═══ Material shown ═══
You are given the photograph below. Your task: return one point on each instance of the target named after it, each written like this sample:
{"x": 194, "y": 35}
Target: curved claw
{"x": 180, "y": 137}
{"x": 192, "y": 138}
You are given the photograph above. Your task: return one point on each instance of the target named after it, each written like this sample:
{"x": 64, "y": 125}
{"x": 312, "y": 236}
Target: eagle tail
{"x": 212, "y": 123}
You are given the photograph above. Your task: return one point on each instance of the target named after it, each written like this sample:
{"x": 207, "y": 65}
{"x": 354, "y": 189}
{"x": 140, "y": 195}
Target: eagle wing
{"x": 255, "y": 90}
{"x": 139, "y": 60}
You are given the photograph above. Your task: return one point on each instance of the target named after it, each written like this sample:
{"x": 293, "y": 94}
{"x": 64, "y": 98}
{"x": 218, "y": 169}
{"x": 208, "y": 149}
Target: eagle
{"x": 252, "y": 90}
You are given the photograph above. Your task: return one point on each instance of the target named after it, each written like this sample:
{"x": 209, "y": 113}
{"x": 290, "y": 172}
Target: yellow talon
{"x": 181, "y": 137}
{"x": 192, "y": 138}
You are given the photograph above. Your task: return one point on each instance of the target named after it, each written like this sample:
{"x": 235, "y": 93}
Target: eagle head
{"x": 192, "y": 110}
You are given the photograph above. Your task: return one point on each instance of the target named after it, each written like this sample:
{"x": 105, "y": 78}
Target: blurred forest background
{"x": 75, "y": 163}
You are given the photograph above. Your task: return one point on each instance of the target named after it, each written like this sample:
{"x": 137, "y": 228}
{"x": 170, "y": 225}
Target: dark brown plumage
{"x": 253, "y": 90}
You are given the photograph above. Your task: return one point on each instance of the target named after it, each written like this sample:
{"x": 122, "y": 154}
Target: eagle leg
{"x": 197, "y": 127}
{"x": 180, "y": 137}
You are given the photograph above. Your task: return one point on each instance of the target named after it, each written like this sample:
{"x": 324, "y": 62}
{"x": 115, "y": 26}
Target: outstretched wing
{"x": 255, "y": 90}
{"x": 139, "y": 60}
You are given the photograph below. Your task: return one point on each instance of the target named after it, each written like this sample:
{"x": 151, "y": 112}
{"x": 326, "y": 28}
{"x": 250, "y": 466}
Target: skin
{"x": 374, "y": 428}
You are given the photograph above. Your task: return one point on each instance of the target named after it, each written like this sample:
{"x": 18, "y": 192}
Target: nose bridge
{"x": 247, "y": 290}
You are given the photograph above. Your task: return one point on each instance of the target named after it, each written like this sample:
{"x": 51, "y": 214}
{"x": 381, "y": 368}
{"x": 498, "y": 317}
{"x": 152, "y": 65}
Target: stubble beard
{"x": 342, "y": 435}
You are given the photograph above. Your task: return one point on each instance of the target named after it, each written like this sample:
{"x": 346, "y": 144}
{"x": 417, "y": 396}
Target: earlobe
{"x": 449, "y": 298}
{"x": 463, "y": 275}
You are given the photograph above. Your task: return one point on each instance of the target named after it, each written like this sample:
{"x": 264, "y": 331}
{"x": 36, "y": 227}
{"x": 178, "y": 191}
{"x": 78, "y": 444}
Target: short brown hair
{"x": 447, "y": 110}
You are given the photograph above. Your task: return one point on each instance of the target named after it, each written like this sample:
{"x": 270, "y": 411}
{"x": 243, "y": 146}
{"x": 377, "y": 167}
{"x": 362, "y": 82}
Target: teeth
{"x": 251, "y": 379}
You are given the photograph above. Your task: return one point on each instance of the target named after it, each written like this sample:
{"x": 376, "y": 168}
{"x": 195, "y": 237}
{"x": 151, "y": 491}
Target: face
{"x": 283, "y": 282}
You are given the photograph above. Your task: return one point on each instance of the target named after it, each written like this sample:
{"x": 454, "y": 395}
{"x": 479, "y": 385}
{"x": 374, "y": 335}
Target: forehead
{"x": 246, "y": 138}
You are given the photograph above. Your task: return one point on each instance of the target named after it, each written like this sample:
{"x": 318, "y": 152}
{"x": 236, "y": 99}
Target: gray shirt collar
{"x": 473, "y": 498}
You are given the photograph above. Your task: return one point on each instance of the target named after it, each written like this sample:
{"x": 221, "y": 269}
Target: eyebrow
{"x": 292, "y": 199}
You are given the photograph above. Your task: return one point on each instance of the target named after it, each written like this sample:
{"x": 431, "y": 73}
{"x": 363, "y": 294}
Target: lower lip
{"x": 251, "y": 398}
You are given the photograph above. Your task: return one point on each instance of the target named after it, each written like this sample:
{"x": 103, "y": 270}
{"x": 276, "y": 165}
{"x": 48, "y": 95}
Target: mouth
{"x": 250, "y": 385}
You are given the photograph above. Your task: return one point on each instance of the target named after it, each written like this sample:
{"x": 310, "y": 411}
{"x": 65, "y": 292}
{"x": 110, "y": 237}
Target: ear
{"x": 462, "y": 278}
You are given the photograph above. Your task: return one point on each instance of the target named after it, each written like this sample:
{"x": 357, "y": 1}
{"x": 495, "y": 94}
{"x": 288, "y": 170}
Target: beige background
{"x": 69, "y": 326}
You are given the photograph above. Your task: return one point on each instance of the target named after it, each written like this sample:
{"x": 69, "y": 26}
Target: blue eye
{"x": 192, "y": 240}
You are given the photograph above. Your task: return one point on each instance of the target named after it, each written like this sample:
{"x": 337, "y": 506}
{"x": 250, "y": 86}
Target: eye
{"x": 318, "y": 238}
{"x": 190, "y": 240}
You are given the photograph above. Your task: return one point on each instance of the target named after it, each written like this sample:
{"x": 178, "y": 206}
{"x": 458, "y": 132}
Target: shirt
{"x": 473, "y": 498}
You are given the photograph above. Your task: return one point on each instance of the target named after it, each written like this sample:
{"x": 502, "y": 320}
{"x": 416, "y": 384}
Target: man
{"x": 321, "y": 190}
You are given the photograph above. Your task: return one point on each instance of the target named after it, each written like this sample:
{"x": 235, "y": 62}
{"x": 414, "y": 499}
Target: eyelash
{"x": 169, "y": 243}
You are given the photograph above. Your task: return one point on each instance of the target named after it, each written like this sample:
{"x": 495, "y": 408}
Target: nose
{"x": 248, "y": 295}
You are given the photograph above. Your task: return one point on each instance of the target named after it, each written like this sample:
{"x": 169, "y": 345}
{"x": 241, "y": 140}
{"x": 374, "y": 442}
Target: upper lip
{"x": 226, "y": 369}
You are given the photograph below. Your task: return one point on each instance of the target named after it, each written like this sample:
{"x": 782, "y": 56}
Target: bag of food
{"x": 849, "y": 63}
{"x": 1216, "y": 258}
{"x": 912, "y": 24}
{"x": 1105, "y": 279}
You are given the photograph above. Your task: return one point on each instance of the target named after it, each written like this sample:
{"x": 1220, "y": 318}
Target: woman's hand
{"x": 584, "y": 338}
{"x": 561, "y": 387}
═══
**Problem to work on**
Return the data from the top line through the bottom line exactly.

**Written solution**
You are given the photograph below. Your task: return one point on each instance of the target named after it, each written like this sample:
{"x": 194, "y": 35}
Target: curved claw
{"x": 180, "y": 137}
{"x": 192, "y": 138}
You are given the photograph above. Your task: return one point on each instance of the target named after it, each written like this sample:
{"x": 64, "y": 125}
{"x": 312, "y": 236}
Target: eagle tail
{"x": 212, "y": 123}
You are given the photograph above. Your task: return one point on each instance of the target named after it, each written like this sample:
{"x": 207, "y": 65}
{"x": 354, "y": 189}
{"x": 140, "y": 195}
Target: eagle wing
{"x": 255, "y": 90}
{"x": 139, "y": 60}
You are given the photograph above. Your task: return one point on each instance of the target named after it, each written like this sample:
{"x": 293, "y": 94}
{"x": 64, "y": 98}
{"x": 218, "y": 169}
{"x": 208, "y": 149}
Target: eagle
{"x": 252, "y": 90}
You are given the photograph above. Your task: return one point on each instance of the target named after it, each written like this sample:
{"x": 209, "y": 113}
{"x": 290, "y": 172}
Target: yellow talon
{"x": 181, "y": 137}
{"x": 192, "y": 138}
You are given the photograph above. Your task: return one point on each instance of the target named after it, each written like this sample:
{"x": 235, "y": 93}
Target: eagle head
{"x": 192, "y": 110}
You are given the photograph above. Your task: return one point on each instance of the target named after it, each written like this sample:
{"x": 105, "y": 78}
Target: blurred forest background
{"x": 75, "y": 163}
You are given the photograph above. Your task: return one point on each instance of the target named after it, each written like this sample:
{"x": 137, "y": 228}
{"x": 170, "y": 225}
Target: dark brown plumage
{"x": 253, "y": 90}
You are given the photograph above. Your task: return one point on each instance of the target named after it, each written like this sample:
{"x": 122, "y": 154}
Target: eagle leg
{"x": 197, "y": 127}
{"x": 180, "y": 137}
You are given the photograph above. Your task: return one point on each instance of the target named after it, each written like this sample:
{"x": 324, "y": 62}
{"x": 115, "y": 26}
Target: outstretched wing
{"x": 255, "y": 90}
{"x": 139, "y": 60}
You are given the photograph below. Your task: return one point on each instance of the target named after it, each written like this sample:
{"x": 151, "y": 112}
{"x": 326, "y": 28}
{"x": 250, "y": 466}
Target: skin
{"x": 374, "y": 428}
You are given the photograph above. Your task: return one point on each instance of the target named after it, each written like this sample:
{"x": 18, "y": 192}
Target: nose bridge
{"x": 247, "y": 290}
You are given the photograph above. Your task: return one point on each instance of the target named after it, each written like this sample:
{"x": 51, "y": 214}
{"x": 381, "y": 368}
{"x": 498, "y": 317}
{"x": 152, "y": 65}
Target: stubble beard
{"x": 342, "y": 435}
You are given the photograph above. Your task: return one point on each instance of the target named after it, each written like this sample:
{"x": 346, "y": 144}
{"x": 417, "y": 396}
Target: earlobe
{"x": 449, "y": 298}
{"x": 463, "y": 275}
You are given the photograph above. Your task: return one point on each instance of the target named after it, each written like this sample:
{"x": 264, "y": 331}
{"x": 36, "y": 227}
{"x": 178, "y": 191}
{"x": 78, "y": 444}
Target: short brown hair
{"x": 447, "y": 110}
You are given the photograph above. Your task: return one point on each instance of the target named after it, each written like this sample:
{"x": 270, "y": 411}
{"x": 243, "y": 146}
{"x": 377, "y": 167}
{"x": 362, "y": 82}
Target: teeth
{"x": 251, "y": 379}
You are given the photograph above. Your task: return one point on each instance of the target named after it, each written like this sample:
{"x": 376, "y": 168}
{"x": 195, "y": 237}
{"x": 151, "y": 491}
Target: face
{"x": 283, "y": 282}
You are given the photograph above. Your task: return one point on each instance of the target named after it, each written like this sample:
{"x": 454, "y": 395}
{"x": 479, "y": 385}
{"x": 374, "y": 335}
Target: forehead
{"x": 246, "y": 138}
You are given the photograph above. Your task: return one point on each instance of the target named after it, each written like this sample:
{"x": 318, "y": 152}
{"x": 236, "y": 99}
Target: gray shirt collar
{"x": 473, "y": 498}
You are given the photograph above. Your task: return one point on each instance of the target named after it, each written like this sample:
{"x": 221, "y": 269}
Target: eyebrow
{"x": 292, "y": 199}
You are given the photograph above. Your task: return one point on each instance of the target named after it, each written like this sample:
{"x": 431, "y": 73}
{"x": 363, "y": 294}
Target: lower lip
{"x": 251, "y": 398}
You are given the photograph above. Your task: return one point on each instance of the target named after it, each written like this sample:
{"x": 103, "y": 270}
{"x": 276, "y": 165}
{"x": 48, "y": 95}
Target: mouth
{"x": 250, "y": 385}
You are given the photograph above. Your task: return one point on each instance of the target named after it, each written like this sample:
{"x": 310, "y": 411}
{"x": 65, "y": 292}
{"x": 110, "y": 237}
Target: ear
{"x": 462, "y": 278}
You are given the photograph above. Your task: return one point on each instance of the target named after it, each written like this sample:
{"x": 357, "y": 1}
{"x": 495, "y": 94}
{"x": 288, "y": 170}
Target: beige background
{"x": 69, "y": 326}
You are given the photograph above. Your task: return one point on each instance of the target named after it, each written like this sample:
{"x": 69, "y": 26}
Target: blue eye
{"x": 192, "y": 240}
You are given the photograph above. Your task: return one point on each instance of the target named after it, each written like this sample:
{"x": 337, "y": 506}
{"x": 250, "y": 86}
Target: eye
{"x": 318, "y": 238}
{"x": 190, "y": 240}
You are given the photograph above. Your task: return one point on each instance of the target named after it, each written like this sample:
{"x": 178, "y": 206}
{"x": 458, "y": 132}
Target: shirt
{"x": 473, "y": 498}
You are given the photograph above. Your task: return one point on each instance of the target named after it, each written like this sample:
{"x": 502, "y": 320}
{"x": 416, "y": 384}
Target: man
{"x": 321, "y": 190}
You are given the photograph above. Your task: return one point on each instance of the target named after it, each written like this sample:
{"x": 235, "y": 62}
{"x": 414, "y": 499}
Target: eyelash
{"x": 169, "y": 243}
You are given the photograph above. Your task: return one point on each instance of the target named after it, each written like this sample:
{"x": 495, "y": 408}
Target: nose
{"x": 248, "y": 295}
You are given the photograph above. Your task: return one point on each instance of the target named after it, each written like this sample:
{"x": 169, "y": 345}
{"x": 241, "y": 140}
{"x": 374, "y": 442}
Target: upper lip
{"x": 226, "y": 369}
You are given the photograph below. Your task: return one point on each instance of the target named after it, each written like this sample:
{"x": 782, "y": 56}
Target: bag of food
{"x": 849, "y": 63}
{"x": 1216, "y": 258}
{"x": 912, "y": 24}
{"x": 1105, "y": 279}
You are given the photograph above. Your task: return one point on each instance of the target named after it, each written like this sample:
{"x": 1220, "y": 318}
Target: woman's hand
{"x": 584, "y": 338}
{"x": 561, "y": 387}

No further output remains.